■ **Exercise directions**: Without the images, print all the entries below exactly as given.

╔══

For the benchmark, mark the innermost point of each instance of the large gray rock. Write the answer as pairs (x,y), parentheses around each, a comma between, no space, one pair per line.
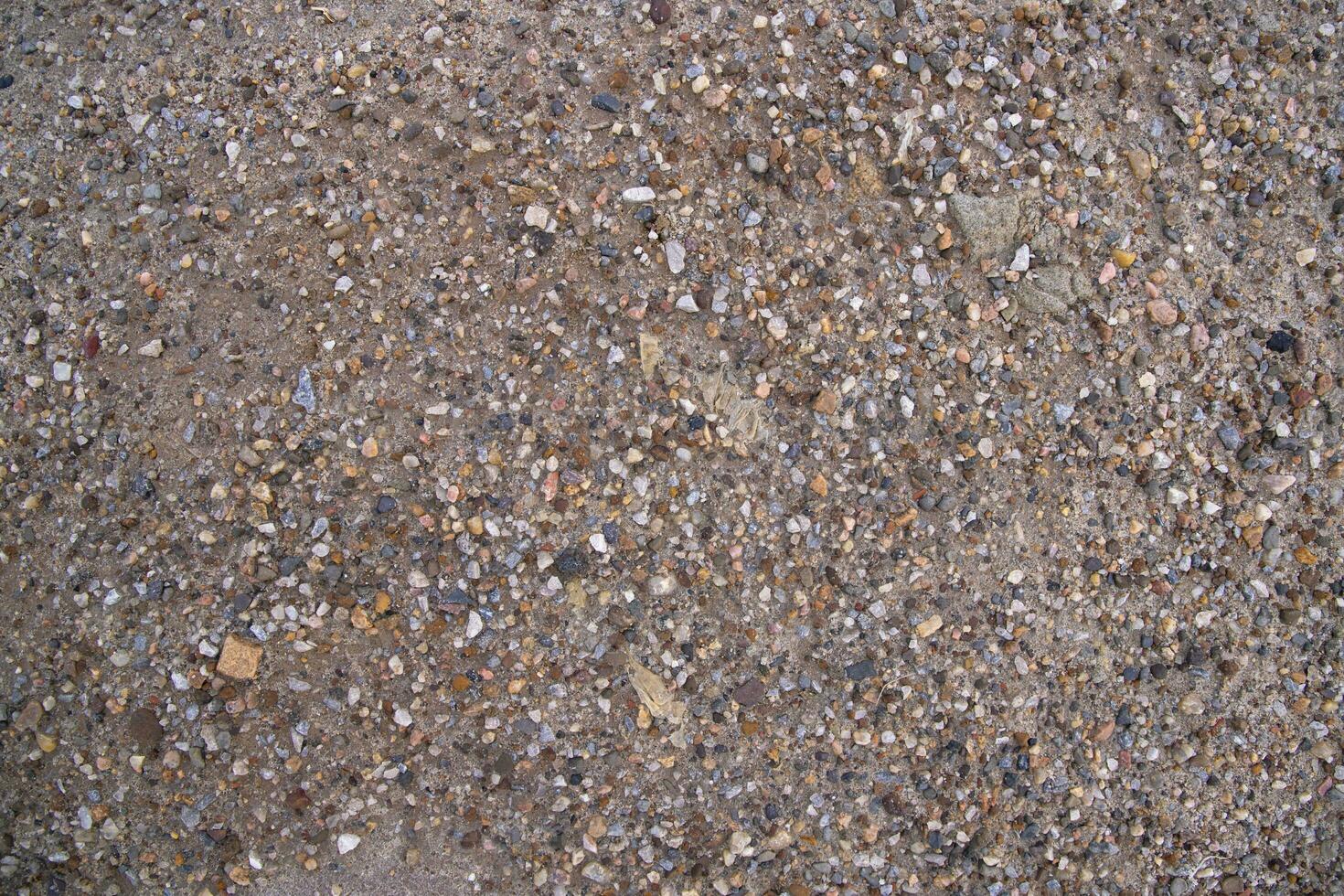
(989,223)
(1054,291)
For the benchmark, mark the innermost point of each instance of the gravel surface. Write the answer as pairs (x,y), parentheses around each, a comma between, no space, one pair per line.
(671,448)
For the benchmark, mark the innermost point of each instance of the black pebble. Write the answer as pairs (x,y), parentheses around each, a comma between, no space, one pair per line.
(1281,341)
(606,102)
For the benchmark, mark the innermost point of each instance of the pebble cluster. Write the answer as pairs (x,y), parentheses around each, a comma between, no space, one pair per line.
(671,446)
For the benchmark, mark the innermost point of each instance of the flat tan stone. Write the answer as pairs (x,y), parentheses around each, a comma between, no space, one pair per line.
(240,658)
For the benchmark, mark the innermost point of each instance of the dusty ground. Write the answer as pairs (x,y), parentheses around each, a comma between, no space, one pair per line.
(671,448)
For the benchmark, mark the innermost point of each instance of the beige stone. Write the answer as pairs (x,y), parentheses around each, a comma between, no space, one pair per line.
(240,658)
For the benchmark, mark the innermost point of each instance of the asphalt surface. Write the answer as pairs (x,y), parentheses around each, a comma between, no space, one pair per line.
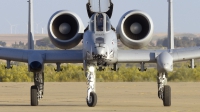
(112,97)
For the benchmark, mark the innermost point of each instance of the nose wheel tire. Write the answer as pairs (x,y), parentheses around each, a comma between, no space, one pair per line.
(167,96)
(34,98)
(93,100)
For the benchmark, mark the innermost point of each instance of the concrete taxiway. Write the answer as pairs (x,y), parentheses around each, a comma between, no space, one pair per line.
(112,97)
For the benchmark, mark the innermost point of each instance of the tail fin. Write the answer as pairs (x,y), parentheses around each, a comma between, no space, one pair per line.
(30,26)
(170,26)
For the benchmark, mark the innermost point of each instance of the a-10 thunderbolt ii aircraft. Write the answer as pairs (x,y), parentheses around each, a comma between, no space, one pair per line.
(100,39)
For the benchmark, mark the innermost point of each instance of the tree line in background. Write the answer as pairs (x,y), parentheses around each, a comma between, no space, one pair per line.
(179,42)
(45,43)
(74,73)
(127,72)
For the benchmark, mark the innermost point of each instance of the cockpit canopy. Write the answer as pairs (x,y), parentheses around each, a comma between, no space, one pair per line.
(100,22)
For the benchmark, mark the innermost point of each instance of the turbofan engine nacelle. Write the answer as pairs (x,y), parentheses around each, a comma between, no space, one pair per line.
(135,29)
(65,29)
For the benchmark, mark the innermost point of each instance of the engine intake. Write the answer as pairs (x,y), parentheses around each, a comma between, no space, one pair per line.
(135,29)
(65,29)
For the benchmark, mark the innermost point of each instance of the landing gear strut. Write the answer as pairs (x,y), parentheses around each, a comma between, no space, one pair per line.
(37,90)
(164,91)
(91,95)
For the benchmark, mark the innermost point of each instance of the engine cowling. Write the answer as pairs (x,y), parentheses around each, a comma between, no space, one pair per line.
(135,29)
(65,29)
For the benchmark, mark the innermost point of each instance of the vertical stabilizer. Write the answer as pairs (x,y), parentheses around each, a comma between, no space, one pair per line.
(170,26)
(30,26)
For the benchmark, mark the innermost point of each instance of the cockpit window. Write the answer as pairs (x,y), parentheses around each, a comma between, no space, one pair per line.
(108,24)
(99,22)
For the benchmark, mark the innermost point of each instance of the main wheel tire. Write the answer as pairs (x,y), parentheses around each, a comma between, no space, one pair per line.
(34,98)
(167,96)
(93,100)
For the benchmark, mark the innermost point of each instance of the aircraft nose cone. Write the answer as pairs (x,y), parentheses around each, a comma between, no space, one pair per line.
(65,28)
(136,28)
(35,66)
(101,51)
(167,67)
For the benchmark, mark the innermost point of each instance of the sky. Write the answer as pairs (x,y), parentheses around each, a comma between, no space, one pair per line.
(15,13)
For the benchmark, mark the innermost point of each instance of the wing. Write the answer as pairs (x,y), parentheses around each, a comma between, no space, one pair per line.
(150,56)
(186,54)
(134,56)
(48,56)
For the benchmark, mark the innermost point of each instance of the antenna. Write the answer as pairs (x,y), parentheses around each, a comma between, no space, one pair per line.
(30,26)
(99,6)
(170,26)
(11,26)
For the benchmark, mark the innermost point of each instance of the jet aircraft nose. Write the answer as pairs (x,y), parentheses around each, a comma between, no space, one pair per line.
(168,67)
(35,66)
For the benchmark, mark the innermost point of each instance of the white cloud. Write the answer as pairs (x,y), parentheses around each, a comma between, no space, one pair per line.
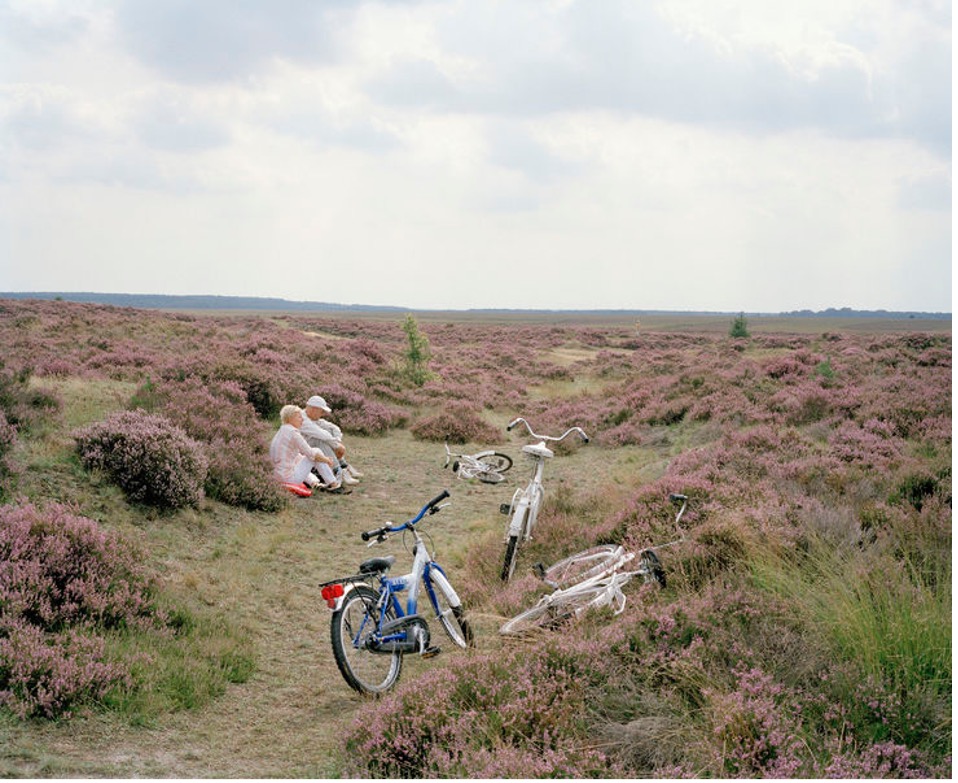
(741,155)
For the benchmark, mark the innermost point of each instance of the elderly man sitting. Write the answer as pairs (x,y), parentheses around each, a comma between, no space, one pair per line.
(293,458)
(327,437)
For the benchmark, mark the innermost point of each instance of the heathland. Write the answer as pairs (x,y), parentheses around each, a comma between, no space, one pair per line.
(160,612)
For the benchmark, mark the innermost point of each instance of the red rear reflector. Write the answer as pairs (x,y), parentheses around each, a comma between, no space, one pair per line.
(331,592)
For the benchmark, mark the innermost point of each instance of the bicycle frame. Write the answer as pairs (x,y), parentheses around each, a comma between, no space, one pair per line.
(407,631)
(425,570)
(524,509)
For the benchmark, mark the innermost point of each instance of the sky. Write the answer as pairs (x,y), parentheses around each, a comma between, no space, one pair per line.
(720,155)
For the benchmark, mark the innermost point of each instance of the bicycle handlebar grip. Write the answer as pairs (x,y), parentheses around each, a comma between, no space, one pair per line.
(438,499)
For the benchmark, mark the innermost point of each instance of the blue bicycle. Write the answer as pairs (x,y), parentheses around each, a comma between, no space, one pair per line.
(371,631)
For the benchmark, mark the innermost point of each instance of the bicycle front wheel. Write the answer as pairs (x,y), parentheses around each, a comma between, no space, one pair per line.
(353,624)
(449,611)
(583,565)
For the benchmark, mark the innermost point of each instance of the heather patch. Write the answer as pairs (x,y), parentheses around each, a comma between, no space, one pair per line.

╚══

■ **Completed task**:
For the benchmark, mark the innermost point of each instance of the large gray rock. Write the answer as pairs (x,y), parentheses around each, a comma between, no space, one pair per line.
(989,223)
(1054,291)
For the benchmark, mark the innermost point of each instance of the gravel surface. Write the answer as pairs (x,y), parentheses around each, a comma between, no space, one pair per line.
(671,448)
For the benchmark, mark the innermost point of each instance of the black pebble. Write the answer as pairs (x,y), parentheses around each, a comma between, no space, one pair per line.
(1281,341)
(606,102)
For the benchmark, mark the innermost point of each instance of the pebble cluster. Write the answer as pairs (x,y), parentheses around each, a comma between, no space, one pair per line.
(671,446)
For the benchmark, mark the innermost point of each instance of the flat tan stone. Write the answer as pairs (x,y), parentheses around each, a comma between, no space, one pair per line.
(240,658)
For the benchmark, mark the innermost point of each instance of the dusty ground. Write the answer as pairs (x,y), parentheses around each, a comma between, no space, one pair per line.
(671,448)
For the benchmark, mark the innermost point of each instance of the beige stone. Write the answer as pairs (x,y), parentheses around each, a comma between, no space, one pair per line.
(240,658)
For the benchmark, mark the innermost point of each instance of the asphalt surface. Write the answer as pairs (x,y), parentheses around each, a comma between, no space, one pair per line.
(112,97)
For the benchmark, mark the innermost point of each instance of the nose wheel tire. Write the answer as pairs (x,y), parentheses around each, a comma between, no space, one pair per line.
(167,96)
(34,98)
(93,100)
For the benchmark, mark the innermost point of each instance of the concrete taxiway. Write the answer as pairs (x,y), parentheses around each, a comma between, no space, one pair per line.
(112,97)
For the benchmark, mark the innermost point of each instance of the tail fin. Write the answer as pairs (x,y), parentheses around each, a comma between, no space, one pair per line.
(30,26)
(170,26)
For the benchmark, mark the innermost point of each instance of the a-10 thunderbolt ii aircraft. Write the answer as pairs (x,y), parentheses around each, a comma between, no space, one pair per line.
(100,39)
For the benchmark, mark the innermost point of each instance of the tree line in background. Write the answer as pairs (x,y), parentheses around each, a comma between, no space, one pair per line.
(179,42)
(45,43)
(74,73)
(127,72)
For the benchmark, mark the innermost point of each instance of the cockpit canopy. Write the answer as pairs (x,y), parentheses around each, a comma between, no space, one pair per line.
(100,22)
For the benchmark, mark the innermost point of each instance of the turbofan engine nacelle. Write the answer as pairs (x,y), parentheses around each, a comma between, no space, one pair per line.
(135,29)
(65,29)
For the benchmark, mark the innermost point of each instance of the engine intake. Write the answer as pairs (x,y), parentheses around each, a comma between, no space, one pair per line.
(135,29)
(65,29)
For the benchmark, mark the innermost point of each instance of the landing gear strut. Write the answer as pairs (x,y), parentheses around each, a comma between, no space, one pair per line.
(37,90)
(164,91)
(91,95)
For the benchmark, mark the innermost point of each instance of the engine cowling. Write the answer as pairs (x,y), parentheses around each, a comma between, no space, one pair per line.
(135,29)
(65,29)
For the benchmark, mark the innermost point of each instance of the vertical stabilizer. Write the answer as pairs (x,y), parentheses around each, a comma between, no space, one pair per line.
(170,26)
(30,26)
For the benchmark, mark the innermost point of each instance of the cockpit window. Write the answer as pairs (x,y), parentheses around each, a comma between, no space, one pair per line.
(108,24)
(99,22)
For the benchmark, mark the innermost point of each instance of the main wheel tire. Write the answer as pairs (x,y), parentheses around each, a comma between, no space, one pair per line.
(34,98)
(167,96)
(93,100)
For the benchmark, mark the innermost point of each instance of the aircraft nose cone. Write the answer as pairs (x,y), parentheses around each, a comma between, no space, one pair per line.
(65,28)
(136,28)
(35,66)
(101,51)
(167,67)
For the benchmark, mark the innermost point of each instance of the sky. Write the answer as pairs (x,y), parentheses around each, a comma between, no space, one pair per line.
(15,13)
For the benchmark, mark the innermost point of each instance of the wing. Write the answer as pairs (x,y), parentheses around each, a comma between, no space, one pair per line.
(150,56)
(186,54)
(134,56)
(48,56)
For the benchmark, mark the innermost point of each instance of the antenna. Write the answer as pairs (x,y), parentheses around each, a comma between, no space, one pair per line.
(30,26)
(99,6)
(170,26)
(11,26)
For the benchmark, mark the innermost point of each instance of the jet aircraft nose. Write the answer as pairs (x,y), parentheses around each, a comma between, no space, one pair per line.
(168,67)
(35,66)
For the benchmark, mark the innermost point of each instance of the white cloud. Write the answer as pairs (x,y), parentheses around each, a comma between, no space, one pair per line.
(741,155)
For the benchmark, mark the innermost point of each instance of the elderly man sitting. Write the answer as pairs (x,y), parentheses around each, a comma between, no space, one pair per line.
(293,458)
(327,437)
For the benchmark, mark the innermost point of each instance of the heathland. Write the answer as pairs (x,y), parentheses around each, a comma between, no space, one pair per line.
(160,612)
For the benchmark, mark the innermost point of each instance of the red rear reflector. Write the answer as pairs (x,y), parentheses around each, a comma between, no space, one pair per line.
(331,592)
For the benchmark, mark the innermost point of each instance of the bicycle frame. Write the answer as pairs (x,y), parentheses around each, a comma between, no space, one pair per line.
(407,631)
(425,570)
(524,509)
For the benchmark, mark the innermost point of each instance of the sky. Write the answer as pairs (x,y), parentheses around each, a comma between, no space, one pair per line.
(720,155)
For the benchmark, mark the innermost point of each instance of the bicycle handlebar grip. Write the answer as pairs (x,y), parentheses around each, a comma between, no space, one pair per line.
(438,499)
For the benchmark, mark the innermost point of each instance of the blue bicycle. Write the answer as pairs (x,y), parentheses around each, a comma between, no space, one pair per line.
(371,631)
For the benchmark, mark the innermost point of each instance of the bicycle front wheel. Write the answer as pairs (x,y), parentheses around each, a comma between, no space, one pair per line.
(353,624)
(449,611)
(583,565)
For the benchmark, mark the innermost point of each instance of the heather patch. Write the answer as pairs (x,y), parentheses around each, a comma between, no space, one pair per line.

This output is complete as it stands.